*Required work*.
Copy all lines containing the string "Objective" from the records below.
Top of Source data
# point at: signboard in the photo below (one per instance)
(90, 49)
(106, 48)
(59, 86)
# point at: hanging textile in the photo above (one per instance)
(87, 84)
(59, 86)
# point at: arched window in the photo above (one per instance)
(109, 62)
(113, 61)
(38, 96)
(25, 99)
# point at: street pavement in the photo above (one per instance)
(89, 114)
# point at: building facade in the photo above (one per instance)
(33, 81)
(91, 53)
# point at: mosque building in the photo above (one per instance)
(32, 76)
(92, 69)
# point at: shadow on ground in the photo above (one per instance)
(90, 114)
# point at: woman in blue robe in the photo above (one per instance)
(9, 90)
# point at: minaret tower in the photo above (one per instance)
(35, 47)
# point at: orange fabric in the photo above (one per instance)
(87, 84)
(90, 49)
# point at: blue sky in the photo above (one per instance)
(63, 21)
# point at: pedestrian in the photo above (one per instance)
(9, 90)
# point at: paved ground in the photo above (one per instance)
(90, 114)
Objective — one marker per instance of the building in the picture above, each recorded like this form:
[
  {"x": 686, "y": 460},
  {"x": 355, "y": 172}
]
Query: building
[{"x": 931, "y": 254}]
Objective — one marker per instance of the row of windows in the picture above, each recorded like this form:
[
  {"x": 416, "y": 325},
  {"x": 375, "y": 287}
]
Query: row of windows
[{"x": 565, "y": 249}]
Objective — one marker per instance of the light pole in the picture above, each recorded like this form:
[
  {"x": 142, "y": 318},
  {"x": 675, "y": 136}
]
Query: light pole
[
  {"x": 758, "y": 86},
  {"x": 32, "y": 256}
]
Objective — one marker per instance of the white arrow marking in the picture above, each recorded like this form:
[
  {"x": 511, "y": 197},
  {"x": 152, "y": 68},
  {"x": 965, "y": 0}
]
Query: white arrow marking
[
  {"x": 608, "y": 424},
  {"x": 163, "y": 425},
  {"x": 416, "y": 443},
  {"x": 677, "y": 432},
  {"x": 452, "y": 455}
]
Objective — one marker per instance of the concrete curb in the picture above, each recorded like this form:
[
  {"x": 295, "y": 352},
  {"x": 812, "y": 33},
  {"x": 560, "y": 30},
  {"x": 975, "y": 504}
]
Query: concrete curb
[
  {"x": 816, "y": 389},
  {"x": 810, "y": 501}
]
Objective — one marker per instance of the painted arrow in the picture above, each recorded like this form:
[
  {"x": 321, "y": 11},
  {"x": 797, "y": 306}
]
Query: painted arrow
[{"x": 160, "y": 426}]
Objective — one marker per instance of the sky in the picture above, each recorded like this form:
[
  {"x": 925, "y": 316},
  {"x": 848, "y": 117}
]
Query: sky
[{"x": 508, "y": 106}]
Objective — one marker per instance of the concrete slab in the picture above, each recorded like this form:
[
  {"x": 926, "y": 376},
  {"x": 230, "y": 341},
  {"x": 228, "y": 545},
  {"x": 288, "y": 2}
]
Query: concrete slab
Bottom of Source data
*Response to this task*.
Objective — one marker per instance of the building in the picture above, each recorded like this form:
Objective — one marker per instance of the row of windows in the picture above, each recorded like this form:
Objective — one marker per instance of the light pole in the picture above, each recorded like this form:
Objective — one marker per instance of the white arrow marking in the picture above, each recorded like this form:
Objective — one marker per instance of the concrete curb in the picture above, each recorded like this form:
Objective — one marker per instance of the painted arrow in the picture above, each recorded like this form:
Objective — one marker per instance of the sky in the picture above, each recorded like this form:
Objective — one marker per instance of the concrete slab in the picture above, each recorded like this form:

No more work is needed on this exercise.